LISTED RECORDS:
================================

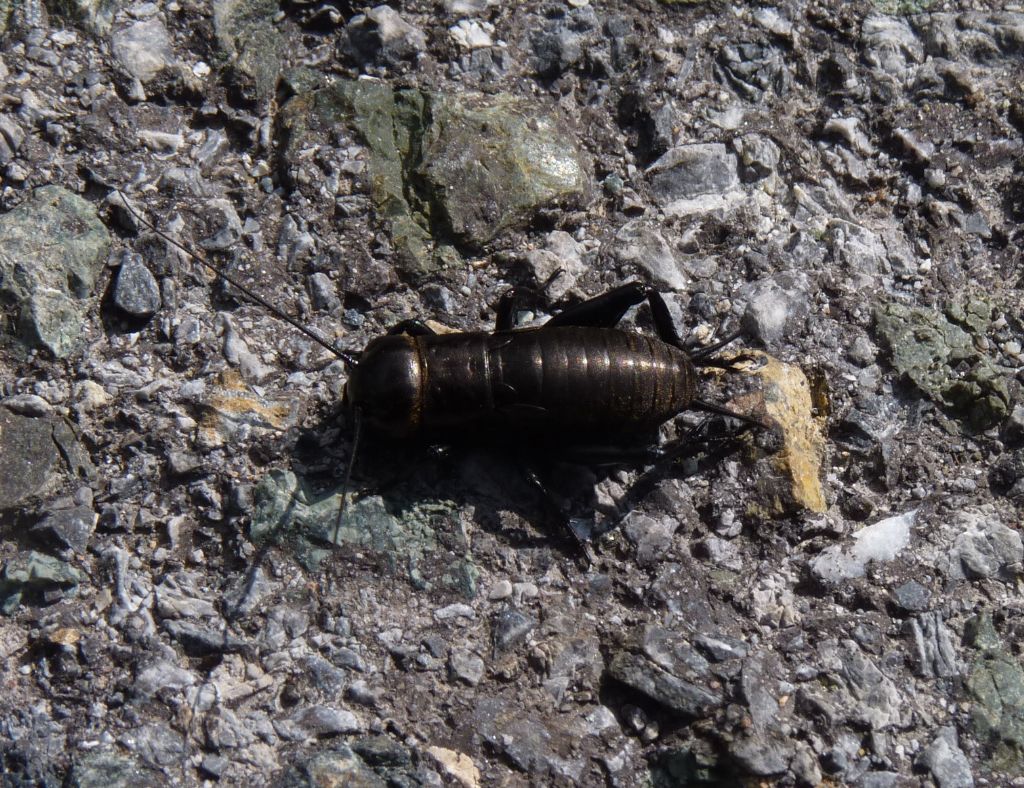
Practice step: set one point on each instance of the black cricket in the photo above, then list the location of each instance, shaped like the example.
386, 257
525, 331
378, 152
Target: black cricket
576, 387
574, 380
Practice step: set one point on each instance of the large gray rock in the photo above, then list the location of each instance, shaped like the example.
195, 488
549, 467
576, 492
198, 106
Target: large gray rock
52, 248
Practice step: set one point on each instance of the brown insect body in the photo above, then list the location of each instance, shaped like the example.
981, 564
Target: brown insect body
562, 383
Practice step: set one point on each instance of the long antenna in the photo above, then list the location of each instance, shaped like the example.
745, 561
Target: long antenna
347, 358
356, 432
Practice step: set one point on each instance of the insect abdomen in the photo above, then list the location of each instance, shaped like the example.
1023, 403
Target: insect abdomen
559, 381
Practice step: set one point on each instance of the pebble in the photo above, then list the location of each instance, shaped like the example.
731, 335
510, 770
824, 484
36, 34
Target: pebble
136, 292
466, 666
143, 49
880, 542
470, 34
946, 760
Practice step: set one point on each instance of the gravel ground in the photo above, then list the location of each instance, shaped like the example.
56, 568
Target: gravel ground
832, 600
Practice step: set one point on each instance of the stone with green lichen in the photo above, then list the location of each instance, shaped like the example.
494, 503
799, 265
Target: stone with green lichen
52, 248
974, 314
903, 7
979, 632
995, 686
386, 122
289, 513
489, 163
31, 576
443, 169
931, 351
251, 43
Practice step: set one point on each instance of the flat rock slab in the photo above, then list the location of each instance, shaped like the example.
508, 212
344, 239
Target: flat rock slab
52, 248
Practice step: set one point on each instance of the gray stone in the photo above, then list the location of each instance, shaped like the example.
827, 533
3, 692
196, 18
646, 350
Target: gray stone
645, 247
911, 597
946, 760
251, 43
382, 33
1013, 429
774, 306
754, 70
324, 294
489, 164
561, 253
881, 704
30, 460
143, 48
224, 730
35, 577
673, 652
986, 548
879, 542
136, 292
162, 674
934, 650
110, 769
879, 780
762, 753
759, 157
157, 744
70, 527
313, 721
682, 697
466, 666
200, 640
510, 628
689, 171
52, 248
336, 767
720, 648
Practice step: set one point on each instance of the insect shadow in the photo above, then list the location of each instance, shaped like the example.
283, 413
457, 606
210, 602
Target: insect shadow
578, 389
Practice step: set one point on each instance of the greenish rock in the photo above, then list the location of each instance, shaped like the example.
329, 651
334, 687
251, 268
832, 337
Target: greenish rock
251, 44
463, 577
443, 170
109, 769
94, 15
288, 512
979, 632
388, 122
34, 577
903, 7
491, 163
975, 314
933, 352
995, 686
52, 248
336, 767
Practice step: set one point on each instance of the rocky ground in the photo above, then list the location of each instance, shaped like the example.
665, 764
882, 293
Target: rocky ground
833, 601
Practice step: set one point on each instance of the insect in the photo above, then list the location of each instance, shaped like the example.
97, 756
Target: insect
577, 386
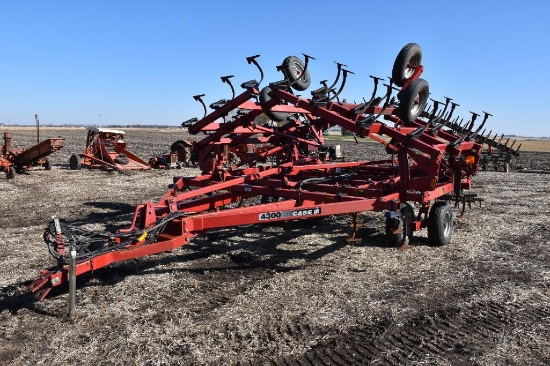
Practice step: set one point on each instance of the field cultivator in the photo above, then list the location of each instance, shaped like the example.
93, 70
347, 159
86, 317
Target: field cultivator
496, 153
22, 159
283, 169
106, 149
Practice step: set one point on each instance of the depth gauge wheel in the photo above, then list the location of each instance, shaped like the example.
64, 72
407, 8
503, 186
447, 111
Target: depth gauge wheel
294, 68
405, 63
74, 162
440, 223
413, 101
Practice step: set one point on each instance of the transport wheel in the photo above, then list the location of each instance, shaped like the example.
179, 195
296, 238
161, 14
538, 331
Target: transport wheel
274, 116
121, 159
48, 164
293, 68
440, 223
414, 100
74, 162
399, 226
10, 172
407, 59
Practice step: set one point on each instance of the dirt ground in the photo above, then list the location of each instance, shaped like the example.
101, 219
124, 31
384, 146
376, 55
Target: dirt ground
294, 293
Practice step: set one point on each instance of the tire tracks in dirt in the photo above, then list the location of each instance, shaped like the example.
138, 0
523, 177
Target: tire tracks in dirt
450, 333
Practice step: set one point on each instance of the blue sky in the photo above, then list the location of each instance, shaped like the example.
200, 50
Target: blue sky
142, 61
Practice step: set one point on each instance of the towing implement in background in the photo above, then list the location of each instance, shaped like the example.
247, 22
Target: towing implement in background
256, 171
106, 150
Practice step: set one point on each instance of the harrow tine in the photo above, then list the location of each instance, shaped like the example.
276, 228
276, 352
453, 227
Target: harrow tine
252, 60
344, 77
226, 79
468, 131
198, 98
488, 135
476, 132
340, 65
420, 130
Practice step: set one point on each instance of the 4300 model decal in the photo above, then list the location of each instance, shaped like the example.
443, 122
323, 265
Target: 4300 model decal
290, 213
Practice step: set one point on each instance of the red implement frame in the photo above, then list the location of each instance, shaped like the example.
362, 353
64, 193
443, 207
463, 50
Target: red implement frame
427, 163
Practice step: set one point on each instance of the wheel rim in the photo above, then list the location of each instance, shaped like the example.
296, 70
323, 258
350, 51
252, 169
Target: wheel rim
447, 224
418, 102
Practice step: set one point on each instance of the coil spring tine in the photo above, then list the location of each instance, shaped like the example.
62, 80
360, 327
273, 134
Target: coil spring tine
252, 60
226, 79
198, 98
344, 77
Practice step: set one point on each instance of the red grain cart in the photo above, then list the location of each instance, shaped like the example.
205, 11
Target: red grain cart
106, 149
22, 159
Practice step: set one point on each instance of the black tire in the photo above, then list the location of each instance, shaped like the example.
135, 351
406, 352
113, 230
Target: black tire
395, 232
10, 172
413, 101
74, 162
274, 116
440, 224
403, 67
122, 159
293, 68
48, 164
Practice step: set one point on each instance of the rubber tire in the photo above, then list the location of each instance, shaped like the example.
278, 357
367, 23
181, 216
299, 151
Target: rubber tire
122, 159
274, 116
410, 107
440, 224
411, 53
398, 239
293, 69
48, 164
74, 162
10, 172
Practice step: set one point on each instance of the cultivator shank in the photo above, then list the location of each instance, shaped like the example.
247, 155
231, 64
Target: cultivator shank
257, 170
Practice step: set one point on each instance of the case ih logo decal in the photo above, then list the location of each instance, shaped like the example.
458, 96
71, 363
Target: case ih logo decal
290, 213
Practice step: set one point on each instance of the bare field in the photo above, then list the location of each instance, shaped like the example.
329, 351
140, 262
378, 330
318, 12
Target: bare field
294, 293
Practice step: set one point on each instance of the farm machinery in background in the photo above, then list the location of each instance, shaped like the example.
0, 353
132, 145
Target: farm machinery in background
106, 149
18, 159
256, 173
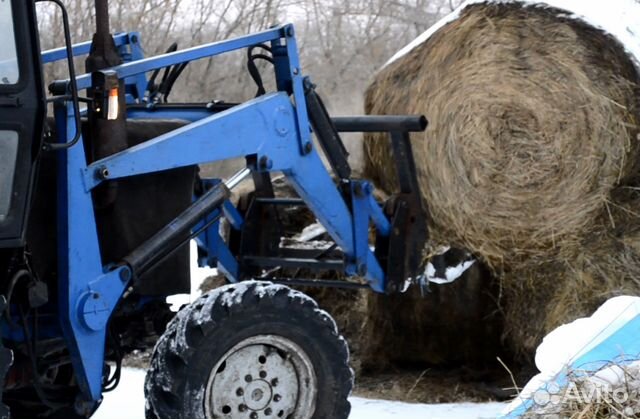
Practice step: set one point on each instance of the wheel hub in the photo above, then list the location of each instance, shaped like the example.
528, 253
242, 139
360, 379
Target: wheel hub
257, 395
262, 377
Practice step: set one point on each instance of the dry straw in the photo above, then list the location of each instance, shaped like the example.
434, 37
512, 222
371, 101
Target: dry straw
532, 147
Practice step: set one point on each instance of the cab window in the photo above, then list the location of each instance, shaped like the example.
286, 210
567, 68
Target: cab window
9, 71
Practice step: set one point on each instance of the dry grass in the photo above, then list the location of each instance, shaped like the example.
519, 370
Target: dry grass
533, 140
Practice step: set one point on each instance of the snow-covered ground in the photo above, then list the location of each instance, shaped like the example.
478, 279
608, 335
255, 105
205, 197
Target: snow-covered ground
127, 402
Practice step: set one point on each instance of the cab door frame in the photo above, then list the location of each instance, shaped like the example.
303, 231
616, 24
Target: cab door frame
22, 111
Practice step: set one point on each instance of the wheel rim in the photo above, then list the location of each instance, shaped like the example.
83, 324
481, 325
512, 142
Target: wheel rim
264, 376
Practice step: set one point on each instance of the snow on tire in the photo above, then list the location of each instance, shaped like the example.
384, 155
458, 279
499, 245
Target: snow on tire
250, 350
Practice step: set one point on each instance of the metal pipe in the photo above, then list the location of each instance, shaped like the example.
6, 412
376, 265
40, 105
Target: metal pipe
380, 123
102, 17
236, 179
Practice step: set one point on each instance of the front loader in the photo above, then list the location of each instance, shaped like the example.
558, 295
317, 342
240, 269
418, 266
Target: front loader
100, 196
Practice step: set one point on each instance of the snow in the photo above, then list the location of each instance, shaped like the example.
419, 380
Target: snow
570, 342
451, 273
127, 402
198, 275
619, 18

================================

YOUR GOAL: The lines to quote run from the one containing "the cab door" through the final line of the material above; please give them exactly, both ends included, and nothing else.

ANSWER TO THE TASK:
Practice step: set one point on each instance of the cab door frame in the photo above, then list the location of each instance, shaped like the example.
303, 231
616, 24
Target: cab door frame
22, 111
Practice step: set one point on each instance of the wheel rim in the photo above, then list the location of each instance, shaped like the example.
83, 324
481, 325
512, 142
Target: wheel rim
264, 376
Practice step: set one point on each instance of the snow on tire in the photo above, then list the location of each instance, shaped like the example.
384, 155
458, 279
499, 245
Target: snow on tire
250, 350
Practice step: set one point on each instance of the metal pipe in the photo above, then list the location of each instance, shaped like the example.
6, 412
376, 265
40, 105
Target: metal pipe
380, 123
102, 17
236, 179
Practice step: set one point on each instance of the front loader in the photo above, then list the location of each instance, shaped like the example.
558, 295
317, 342
240, 269
418, 266
Target: front loader
100, 196
Practice step: set one point on each instance of the snow in the photo above, then list the location of each instance, shaped like the example.
419, 380
Target: snow
570, 342
451, 273
127, 402
198, 275
619, 18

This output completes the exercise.